**Task description**
Please copy the entries from the line with "class: metal finial." to the line with "[116,17,177,80]", substituting "iron finial" for "metal finial" and changing nothing else.
[start of Material provided]
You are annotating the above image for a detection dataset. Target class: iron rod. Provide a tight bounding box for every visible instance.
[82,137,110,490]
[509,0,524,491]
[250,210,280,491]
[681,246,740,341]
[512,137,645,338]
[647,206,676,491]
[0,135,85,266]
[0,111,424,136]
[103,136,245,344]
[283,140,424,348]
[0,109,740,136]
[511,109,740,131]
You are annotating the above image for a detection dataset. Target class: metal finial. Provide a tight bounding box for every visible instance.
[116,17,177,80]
[end of Material provided]
[start of Material provided]
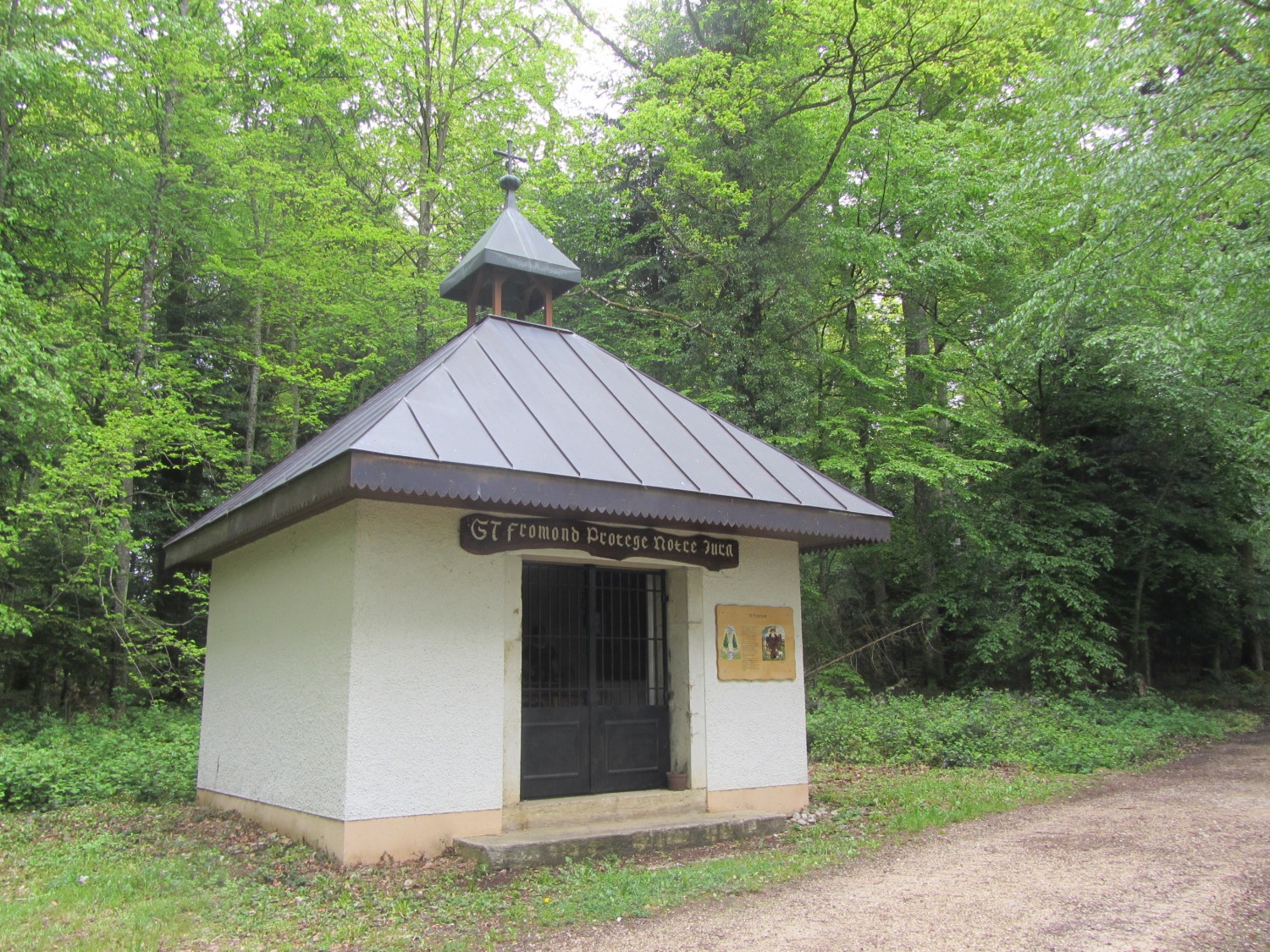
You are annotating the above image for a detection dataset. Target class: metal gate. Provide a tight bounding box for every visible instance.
[end of Material provided]
**Full output**
You are annotating the above image for a detection dataset. Target class: iron finial. Provide a tight bounding box for every visible instance.
[116,17,177,80]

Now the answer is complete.